Robert James Mair, Baron Mair,  (born 20 April 1950) is a geotechnical engineer and Emeritus Sir Kirby Laing Professor of Civil Engineering and director of research at the University of Cambridge. He is Head of the Cambridge Centre for Smart Infrastructure and Construction (CSIC). He was Master of Jesus College, Cambridge, from 2001 to 2011 and a fellow of St John's College, Cambridge, from 1998 to 2001. In 2014 he was elected a vice president of the Institution of Civil Engineers and on 1 November 2017 became the Institution's president for 2017–18, its 200th anniversary year. He was appointed an independent crossbencher in the House of Lords in 2015 and is currently a member of its Select Committee on Science and Technology.

Education
The son of William Austyn Mair, Francis Mond Professor of Aeronautical Engineering at the University of Cambridge (1952–1983), Mair was educated at St Faith's and The Leys School in Cambridge and went on to study Engineering at Clare College, Cambridge, gaining a MA degree in 1975 and a PhD degree in 1979.

Career
Lord Mair is an authority on geotechnical engineering, which is the application of the science of soil and rock mechanics, engineering geology and other related disciplines to civil engineering design and construction. His particular speciality is the design and construction of tunnels. His expertise has been sought throughout the world on numerous civil engineering projects involving soft ground tunnelling, retaining structures, deep excavations and foundations.

Prior to his appointment to a Chair at Cambridge in 1998, he worked in industry for 27 years. He was Principal Engineer for Scott Wilson Kirkpatrick, working in their London and Hong Kong offices, 1971–1983; he was seconded to the University of Cambridge, 1976–1979 to research tunnelling in soft ground.

• [Short problem] In the biography of Robert Mair above, which Cambridge college did he serve as Master, and during which years?

• [Records]
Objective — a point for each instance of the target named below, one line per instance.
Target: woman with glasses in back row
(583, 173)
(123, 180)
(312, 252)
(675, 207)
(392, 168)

• [Answer to this exercise] Jesus College, Cambridge, from 2001 to 2011.